Introduction
In this chapter we will describe how nf-core modules are used for unit testing the modules with the nf-test
framework.
Once we have the Nextflow files written, we want to make sure the module actually works as intended.
Setting up of and debugging of tests is a whole topic in it’s own right, and thus could have a dedicated workshop to it. This chapter provides aims to give you a sufficient introduction to you get started, as tests are required for nf-core modules. While this step may take a bit of time to get right, don’t be discouraged if you don’t get it right the first time.
The main.nf.test
file
In this file we have 3 main sections
- File paths and tags
- Test block
- When block
- Then (assertion) block
- Setup block (optional)
The boilerplate TODO comments have been removed for readability.
nextflow_process {
name "Test Process DREP_COMPARE"
script "../main.nf"
process "DREP_COMPARE"
tag "modules"
tag "modules_nfcore"
tag "drep"
tag "drep/compare"
test("sarscov2 - bam") {
when {
process {
"""
input[0] = [
[ id:'test', single_end:false ], // meta map
file(params.modules_testdata_base_path + 'genomics/sarscov2/illumina/bam/test.paired_end.sorted.bam', checkIfExists: true),
]
"""
}
}
then {
assertAll(
{ assert process.success },
{ assert snapshot(process.out).match() }
)
}
}
test("sarscov2 - bam - stub") {
options "-stub"
when {
process {
"""
input[0] = [
[ id:'test', single_end:false ], // meta map
file(params.modules_testdata_base_path + 'genomics/sarscov2/illumina/bam/test.paired_end.sorted.bam', checkIfExists: true),
]
"""

_Extracted material_
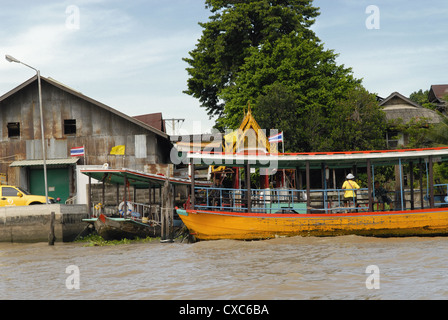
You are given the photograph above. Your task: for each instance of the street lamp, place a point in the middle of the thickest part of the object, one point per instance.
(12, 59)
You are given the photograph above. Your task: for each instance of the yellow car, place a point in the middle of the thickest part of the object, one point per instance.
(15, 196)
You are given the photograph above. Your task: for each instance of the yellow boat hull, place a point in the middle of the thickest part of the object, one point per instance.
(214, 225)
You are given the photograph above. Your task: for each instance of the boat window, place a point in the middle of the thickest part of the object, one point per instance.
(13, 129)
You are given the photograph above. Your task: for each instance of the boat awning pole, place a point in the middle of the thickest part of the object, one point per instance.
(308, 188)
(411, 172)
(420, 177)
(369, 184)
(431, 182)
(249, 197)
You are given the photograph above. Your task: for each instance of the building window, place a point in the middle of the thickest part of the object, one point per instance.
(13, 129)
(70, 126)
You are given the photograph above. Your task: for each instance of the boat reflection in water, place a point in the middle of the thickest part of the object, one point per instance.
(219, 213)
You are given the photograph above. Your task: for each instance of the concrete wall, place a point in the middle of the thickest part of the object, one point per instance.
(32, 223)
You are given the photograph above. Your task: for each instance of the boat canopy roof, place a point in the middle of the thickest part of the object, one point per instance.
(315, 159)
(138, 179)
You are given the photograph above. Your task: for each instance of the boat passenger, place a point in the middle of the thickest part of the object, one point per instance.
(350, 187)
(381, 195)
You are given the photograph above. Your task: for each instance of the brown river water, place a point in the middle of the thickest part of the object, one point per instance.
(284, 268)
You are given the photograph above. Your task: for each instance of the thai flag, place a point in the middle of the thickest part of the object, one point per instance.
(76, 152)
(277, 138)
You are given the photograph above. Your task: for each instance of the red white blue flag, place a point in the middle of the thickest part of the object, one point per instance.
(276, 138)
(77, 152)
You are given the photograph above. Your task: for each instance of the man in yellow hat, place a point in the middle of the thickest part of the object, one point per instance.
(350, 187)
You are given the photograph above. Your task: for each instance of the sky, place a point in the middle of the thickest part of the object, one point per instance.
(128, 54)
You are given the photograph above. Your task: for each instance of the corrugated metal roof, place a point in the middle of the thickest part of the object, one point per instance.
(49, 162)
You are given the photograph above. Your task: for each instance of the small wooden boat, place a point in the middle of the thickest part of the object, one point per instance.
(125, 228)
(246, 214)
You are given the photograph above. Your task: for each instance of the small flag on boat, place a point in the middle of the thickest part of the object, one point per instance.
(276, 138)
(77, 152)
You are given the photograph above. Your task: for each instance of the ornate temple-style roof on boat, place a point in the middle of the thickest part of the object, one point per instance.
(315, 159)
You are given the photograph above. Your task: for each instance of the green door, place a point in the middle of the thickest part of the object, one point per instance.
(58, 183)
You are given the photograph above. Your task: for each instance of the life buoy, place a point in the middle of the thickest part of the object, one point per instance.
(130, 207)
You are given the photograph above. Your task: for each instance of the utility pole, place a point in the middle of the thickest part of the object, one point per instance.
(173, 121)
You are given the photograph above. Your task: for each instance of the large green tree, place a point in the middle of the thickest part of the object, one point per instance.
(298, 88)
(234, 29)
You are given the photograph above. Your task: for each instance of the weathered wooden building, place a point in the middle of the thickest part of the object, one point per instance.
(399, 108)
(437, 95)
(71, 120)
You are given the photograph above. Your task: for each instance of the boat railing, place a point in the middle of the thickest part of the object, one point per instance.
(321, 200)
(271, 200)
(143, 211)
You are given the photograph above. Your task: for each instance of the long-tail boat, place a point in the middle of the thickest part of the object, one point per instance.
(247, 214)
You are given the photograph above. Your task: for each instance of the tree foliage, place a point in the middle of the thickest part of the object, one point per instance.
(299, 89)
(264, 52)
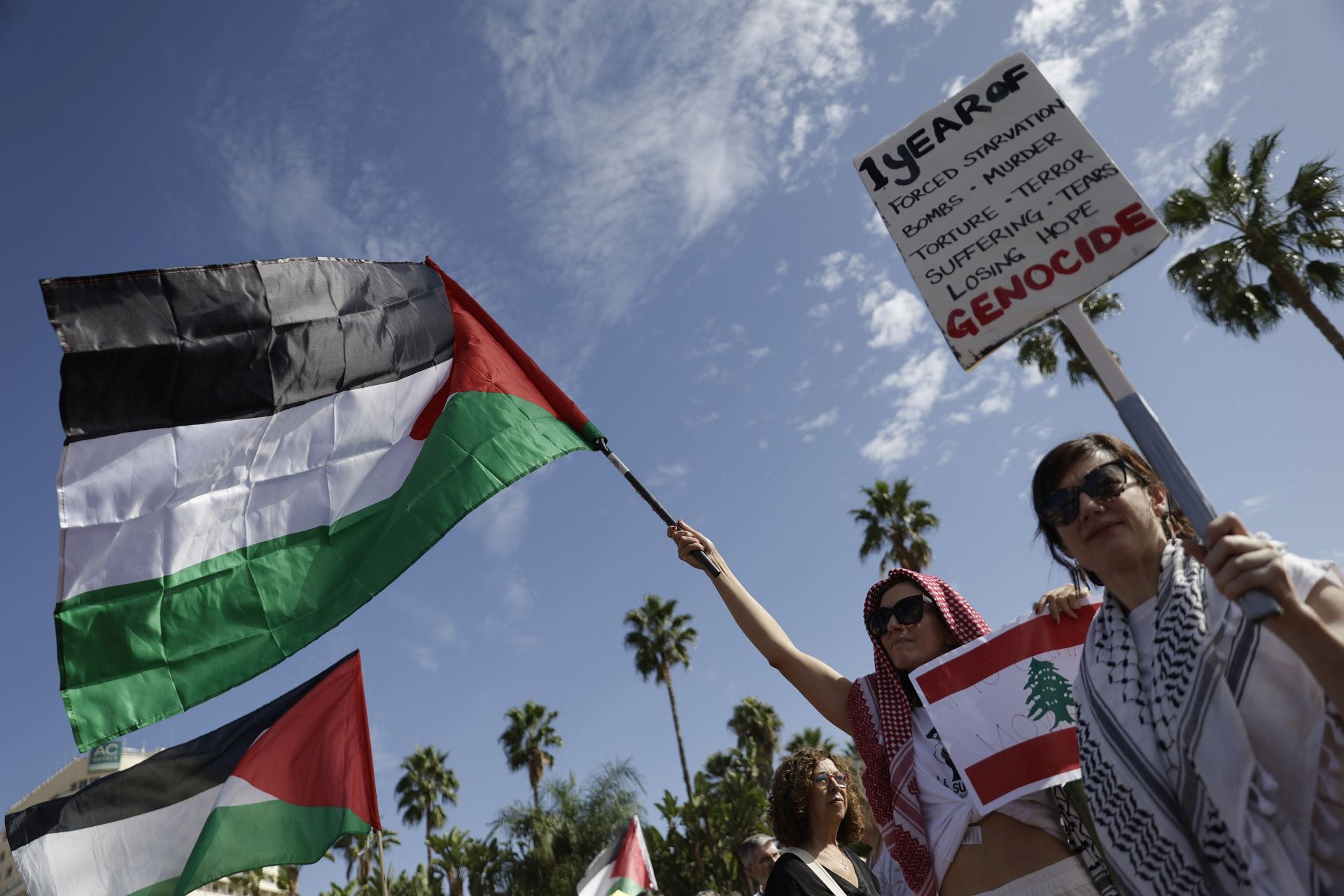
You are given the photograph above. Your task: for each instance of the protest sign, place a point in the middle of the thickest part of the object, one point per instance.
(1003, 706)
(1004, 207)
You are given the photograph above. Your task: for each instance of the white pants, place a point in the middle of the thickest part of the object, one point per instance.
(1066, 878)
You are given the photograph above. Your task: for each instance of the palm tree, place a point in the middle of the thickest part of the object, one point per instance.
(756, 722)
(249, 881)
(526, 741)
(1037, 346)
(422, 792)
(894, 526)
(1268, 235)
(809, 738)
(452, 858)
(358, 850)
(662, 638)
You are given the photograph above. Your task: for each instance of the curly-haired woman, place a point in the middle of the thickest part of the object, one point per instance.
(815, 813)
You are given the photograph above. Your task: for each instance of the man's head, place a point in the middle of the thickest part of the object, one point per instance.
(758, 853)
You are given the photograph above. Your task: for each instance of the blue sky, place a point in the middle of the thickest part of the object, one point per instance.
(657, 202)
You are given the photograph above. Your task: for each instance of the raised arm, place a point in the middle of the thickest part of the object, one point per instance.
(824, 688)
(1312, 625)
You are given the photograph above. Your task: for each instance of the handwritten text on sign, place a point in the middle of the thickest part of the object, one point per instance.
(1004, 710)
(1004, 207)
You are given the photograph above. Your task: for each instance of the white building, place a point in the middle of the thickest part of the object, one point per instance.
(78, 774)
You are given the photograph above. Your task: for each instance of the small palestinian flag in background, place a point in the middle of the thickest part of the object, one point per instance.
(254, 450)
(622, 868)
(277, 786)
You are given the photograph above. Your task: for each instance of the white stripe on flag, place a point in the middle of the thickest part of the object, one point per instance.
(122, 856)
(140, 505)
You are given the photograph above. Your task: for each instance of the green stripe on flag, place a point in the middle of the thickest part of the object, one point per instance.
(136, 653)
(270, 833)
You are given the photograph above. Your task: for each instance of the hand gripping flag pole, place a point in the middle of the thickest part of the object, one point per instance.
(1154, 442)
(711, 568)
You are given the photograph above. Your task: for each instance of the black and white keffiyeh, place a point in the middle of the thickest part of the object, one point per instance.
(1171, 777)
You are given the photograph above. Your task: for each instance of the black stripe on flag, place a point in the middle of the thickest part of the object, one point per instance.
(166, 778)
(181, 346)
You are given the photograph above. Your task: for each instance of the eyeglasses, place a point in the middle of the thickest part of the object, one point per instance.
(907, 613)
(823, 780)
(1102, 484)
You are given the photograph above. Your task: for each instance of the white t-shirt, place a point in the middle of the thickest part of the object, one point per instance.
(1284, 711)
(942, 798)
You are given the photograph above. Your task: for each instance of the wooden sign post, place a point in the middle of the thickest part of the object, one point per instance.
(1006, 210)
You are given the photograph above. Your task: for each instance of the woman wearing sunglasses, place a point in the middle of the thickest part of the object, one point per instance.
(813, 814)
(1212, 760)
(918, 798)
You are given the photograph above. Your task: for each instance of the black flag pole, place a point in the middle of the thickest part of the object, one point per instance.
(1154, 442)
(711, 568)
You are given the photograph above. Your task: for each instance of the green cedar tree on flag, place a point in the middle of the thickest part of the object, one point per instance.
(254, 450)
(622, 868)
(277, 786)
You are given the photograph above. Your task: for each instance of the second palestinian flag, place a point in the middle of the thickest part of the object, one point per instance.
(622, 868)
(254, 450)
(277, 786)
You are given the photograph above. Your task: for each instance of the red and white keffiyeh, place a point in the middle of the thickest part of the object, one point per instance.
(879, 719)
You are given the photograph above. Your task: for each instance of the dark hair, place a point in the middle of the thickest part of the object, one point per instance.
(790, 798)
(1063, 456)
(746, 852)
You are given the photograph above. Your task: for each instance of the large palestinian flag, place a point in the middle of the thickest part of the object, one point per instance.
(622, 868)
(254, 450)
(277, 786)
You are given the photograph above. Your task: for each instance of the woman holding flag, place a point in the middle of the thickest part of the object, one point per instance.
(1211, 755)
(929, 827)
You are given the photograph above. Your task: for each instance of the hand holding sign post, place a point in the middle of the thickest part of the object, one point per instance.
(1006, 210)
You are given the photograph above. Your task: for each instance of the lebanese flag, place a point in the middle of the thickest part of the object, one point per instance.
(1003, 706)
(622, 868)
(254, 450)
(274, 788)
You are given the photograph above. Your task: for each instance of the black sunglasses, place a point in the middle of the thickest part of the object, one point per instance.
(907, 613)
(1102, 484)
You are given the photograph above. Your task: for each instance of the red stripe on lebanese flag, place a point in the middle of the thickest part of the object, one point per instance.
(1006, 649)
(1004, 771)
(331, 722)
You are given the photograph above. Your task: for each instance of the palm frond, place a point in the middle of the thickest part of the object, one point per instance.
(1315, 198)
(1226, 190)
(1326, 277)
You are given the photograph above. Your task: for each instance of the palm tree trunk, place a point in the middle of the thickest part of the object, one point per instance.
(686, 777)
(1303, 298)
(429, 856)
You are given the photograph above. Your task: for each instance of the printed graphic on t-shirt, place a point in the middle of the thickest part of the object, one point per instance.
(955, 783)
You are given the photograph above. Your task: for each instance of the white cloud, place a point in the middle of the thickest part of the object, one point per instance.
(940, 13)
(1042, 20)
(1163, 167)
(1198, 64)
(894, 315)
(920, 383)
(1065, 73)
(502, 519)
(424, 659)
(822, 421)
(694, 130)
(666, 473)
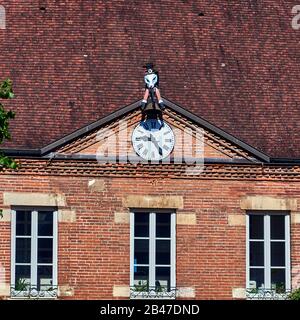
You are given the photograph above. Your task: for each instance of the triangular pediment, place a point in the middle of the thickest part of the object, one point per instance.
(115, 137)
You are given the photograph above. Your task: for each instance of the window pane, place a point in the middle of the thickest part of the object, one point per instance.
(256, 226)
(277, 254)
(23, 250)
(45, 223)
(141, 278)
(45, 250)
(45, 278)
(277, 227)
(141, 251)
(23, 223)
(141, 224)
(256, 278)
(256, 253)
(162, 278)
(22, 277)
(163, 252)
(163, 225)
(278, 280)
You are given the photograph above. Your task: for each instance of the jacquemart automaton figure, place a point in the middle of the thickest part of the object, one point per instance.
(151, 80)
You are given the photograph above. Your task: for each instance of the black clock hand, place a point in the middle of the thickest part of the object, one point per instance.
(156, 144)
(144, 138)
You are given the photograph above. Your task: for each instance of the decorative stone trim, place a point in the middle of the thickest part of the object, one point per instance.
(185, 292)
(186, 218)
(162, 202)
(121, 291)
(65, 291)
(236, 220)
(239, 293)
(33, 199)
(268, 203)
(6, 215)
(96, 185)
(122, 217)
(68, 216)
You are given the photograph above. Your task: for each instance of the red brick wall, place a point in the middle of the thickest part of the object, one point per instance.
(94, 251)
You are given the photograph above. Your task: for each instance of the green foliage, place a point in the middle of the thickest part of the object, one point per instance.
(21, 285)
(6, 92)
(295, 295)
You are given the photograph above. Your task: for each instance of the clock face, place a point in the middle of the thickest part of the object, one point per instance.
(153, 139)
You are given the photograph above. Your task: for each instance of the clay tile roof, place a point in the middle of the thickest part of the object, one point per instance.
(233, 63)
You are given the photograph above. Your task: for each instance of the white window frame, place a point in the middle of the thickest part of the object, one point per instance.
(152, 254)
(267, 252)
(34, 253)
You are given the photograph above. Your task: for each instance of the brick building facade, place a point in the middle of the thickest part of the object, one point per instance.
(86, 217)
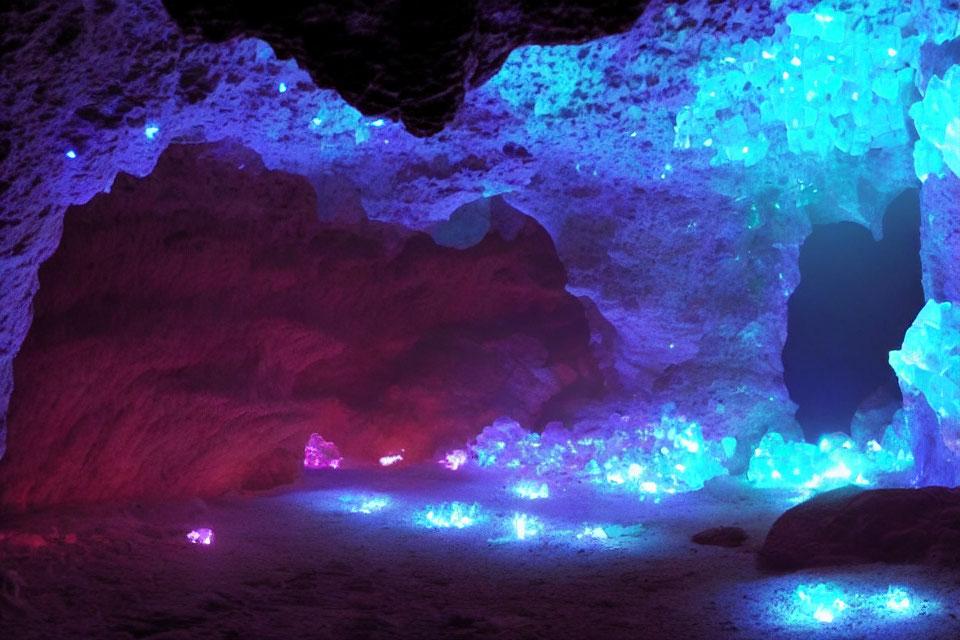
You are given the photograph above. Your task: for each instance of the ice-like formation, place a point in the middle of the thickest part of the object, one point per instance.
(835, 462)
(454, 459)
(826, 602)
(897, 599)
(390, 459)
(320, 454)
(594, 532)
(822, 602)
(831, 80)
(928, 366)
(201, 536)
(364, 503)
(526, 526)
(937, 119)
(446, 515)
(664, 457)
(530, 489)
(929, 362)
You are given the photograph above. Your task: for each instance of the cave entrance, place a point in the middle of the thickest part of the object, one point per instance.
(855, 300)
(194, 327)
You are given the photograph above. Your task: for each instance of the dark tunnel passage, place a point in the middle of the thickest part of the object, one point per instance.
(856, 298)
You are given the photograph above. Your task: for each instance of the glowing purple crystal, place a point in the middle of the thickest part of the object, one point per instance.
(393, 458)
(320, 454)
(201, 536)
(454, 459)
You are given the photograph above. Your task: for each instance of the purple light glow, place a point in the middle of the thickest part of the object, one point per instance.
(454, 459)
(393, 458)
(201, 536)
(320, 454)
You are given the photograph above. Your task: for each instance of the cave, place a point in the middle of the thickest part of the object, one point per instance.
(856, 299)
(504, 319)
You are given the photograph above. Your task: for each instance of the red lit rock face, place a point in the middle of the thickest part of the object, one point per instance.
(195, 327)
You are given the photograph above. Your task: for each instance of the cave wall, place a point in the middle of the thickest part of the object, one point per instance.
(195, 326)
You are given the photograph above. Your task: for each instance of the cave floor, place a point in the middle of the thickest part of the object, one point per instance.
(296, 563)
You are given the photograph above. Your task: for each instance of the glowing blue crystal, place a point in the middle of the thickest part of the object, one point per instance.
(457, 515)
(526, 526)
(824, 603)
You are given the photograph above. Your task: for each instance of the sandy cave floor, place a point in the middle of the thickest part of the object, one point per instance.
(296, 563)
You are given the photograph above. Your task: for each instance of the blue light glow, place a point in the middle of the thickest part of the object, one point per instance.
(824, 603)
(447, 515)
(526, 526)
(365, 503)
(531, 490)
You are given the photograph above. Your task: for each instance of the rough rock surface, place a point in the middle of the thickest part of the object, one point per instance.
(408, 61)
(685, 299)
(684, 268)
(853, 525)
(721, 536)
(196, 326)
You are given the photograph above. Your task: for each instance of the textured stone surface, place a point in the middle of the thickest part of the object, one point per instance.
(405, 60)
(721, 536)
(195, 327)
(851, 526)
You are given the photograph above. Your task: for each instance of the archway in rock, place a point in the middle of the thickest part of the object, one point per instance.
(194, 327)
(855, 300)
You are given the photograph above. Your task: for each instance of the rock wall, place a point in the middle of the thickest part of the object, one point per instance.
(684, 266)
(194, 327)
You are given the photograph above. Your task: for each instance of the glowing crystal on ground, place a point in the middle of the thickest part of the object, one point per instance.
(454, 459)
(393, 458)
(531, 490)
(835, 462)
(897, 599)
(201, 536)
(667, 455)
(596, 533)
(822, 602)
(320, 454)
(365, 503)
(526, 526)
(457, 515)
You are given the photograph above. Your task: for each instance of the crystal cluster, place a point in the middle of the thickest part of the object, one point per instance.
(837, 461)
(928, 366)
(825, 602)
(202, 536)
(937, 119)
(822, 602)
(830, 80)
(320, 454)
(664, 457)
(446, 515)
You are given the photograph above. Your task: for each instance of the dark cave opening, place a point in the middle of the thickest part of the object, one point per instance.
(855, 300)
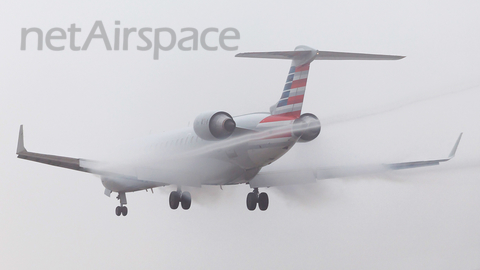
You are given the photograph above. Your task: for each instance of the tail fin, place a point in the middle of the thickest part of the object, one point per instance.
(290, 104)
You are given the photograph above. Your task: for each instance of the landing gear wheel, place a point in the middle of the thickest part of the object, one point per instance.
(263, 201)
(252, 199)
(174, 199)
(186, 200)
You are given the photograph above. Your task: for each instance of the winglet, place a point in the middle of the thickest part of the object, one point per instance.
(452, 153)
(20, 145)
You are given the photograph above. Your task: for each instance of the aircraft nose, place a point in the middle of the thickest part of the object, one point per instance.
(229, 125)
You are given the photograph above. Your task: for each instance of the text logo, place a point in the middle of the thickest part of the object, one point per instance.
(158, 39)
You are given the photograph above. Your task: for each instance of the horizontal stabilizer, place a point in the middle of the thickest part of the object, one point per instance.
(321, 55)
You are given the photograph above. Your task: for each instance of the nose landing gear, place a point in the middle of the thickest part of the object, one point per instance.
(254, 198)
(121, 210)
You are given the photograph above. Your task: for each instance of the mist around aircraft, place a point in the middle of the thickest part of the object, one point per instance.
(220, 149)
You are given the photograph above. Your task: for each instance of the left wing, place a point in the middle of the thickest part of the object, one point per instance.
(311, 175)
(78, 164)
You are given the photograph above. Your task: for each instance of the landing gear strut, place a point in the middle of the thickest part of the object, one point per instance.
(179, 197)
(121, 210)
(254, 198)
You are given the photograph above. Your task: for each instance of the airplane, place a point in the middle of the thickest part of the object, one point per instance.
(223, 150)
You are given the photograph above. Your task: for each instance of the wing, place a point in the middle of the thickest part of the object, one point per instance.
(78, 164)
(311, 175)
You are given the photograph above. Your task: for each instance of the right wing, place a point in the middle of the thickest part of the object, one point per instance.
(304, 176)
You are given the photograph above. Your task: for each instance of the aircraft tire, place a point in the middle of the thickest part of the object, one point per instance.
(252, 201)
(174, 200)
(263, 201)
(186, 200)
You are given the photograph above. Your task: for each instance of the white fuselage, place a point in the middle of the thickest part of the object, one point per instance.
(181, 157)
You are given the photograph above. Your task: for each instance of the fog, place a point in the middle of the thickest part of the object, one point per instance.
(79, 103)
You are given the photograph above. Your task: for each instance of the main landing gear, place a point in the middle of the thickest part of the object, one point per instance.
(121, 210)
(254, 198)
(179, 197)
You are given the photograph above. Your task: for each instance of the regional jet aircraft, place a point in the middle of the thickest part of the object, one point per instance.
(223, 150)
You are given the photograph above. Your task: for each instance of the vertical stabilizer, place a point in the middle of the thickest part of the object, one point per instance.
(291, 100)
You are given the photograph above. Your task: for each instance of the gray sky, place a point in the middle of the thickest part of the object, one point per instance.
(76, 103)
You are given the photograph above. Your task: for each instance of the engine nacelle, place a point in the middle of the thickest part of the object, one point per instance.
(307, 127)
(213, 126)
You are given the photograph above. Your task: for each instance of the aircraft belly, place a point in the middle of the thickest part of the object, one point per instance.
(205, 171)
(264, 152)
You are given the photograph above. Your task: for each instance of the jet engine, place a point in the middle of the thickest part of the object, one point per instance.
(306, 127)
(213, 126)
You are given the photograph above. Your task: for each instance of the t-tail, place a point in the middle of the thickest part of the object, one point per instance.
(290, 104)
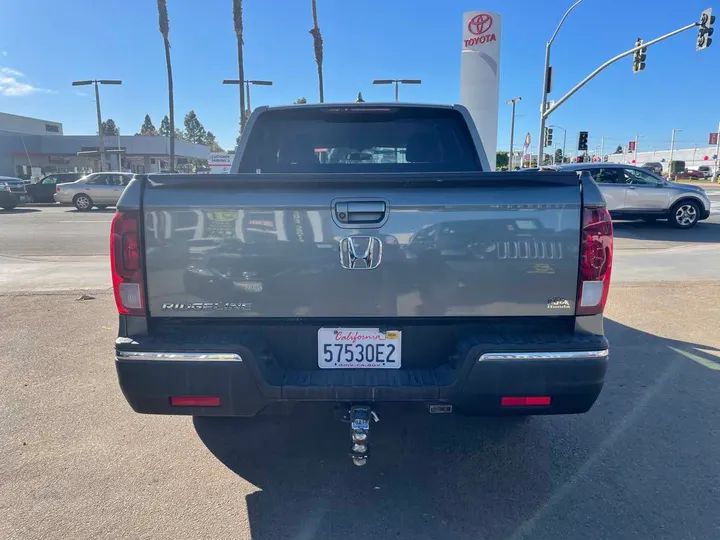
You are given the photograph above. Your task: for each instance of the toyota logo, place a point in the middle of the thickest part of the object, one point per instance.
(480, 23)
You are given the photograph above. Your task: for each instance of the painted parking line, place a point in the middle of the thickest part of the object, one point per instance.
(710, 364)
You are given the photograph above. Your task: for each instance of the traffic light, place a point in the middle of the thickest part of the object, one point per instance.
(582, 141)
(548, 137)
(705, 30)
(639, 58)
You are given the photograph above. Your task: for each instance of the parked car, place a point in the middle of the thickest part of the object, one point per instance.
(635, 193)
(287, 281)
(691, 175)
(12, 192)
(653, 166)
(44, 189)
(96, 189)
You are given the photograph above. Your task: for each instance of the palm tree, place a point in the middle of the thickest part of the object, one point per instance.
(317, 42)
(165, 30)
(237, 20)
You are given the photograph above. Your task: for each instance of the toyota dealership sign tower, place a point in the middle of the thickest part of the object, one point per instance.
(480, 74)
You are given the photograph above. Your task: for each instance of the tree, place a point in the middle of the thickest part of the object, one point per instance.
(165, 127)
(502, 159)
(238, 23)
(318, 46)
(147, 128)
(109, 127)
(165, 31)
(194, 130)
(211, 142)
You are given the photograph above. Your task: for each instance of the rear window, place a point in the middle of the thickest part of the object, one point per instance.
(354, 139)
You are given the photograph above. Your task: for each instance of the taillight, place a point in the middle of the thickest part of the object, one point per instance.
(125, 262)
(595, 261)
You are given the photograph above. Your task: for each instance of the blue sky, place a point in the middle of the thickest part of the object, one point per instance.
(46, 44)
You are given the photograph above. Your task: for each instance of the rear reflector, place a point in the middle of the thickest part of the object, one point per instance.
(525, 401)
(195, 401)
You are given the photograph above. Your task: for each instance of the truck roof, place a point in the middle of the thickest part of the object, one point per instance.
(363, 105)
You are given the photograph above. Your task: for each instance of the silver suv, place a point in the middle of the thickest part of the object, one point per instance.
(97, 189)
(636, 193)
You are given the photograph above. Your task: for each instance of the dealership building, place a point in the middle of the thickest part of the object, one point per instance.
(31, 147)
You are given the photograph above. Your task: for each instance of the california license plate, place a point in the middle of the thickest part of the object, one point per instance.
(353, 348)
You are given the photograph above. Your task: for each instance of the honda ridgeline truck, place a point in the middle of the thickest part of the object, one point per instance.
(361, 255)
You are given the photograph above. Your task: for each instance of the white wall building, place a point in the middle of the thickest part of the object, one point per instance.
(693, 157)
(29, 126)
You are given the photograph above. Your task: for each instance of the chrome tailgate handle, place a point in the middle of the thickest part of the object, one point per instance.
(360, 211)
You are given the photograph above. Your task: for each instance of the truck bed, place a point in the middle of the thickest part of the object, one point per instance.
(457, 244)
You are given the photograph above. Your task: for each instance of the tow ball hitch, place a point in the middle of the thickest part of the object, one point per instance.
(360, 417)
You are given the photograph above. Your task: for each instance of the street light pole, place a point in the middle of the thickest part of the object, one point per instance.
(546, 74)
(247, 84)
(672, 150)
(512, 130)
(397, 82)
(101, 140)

_Exercise prompt_
Reproduce word for word the part of the chapter on testing nf-core modules starting at "Setting up of" and ending at "the first time.". Work only from the chapter on testing nf-core modules, not from the records.

_Solution to this exercise_
Setting up of and debugging of tests is a whole topic in it’s own right, and thus could have a dedicated workshop to it. This chapter provides aims to give you a sufficient introduction to you get started, as tests are required for nf-core modules. While this step may take a bit of time to get right, don’t be discouraged if you don’t get it right the first time.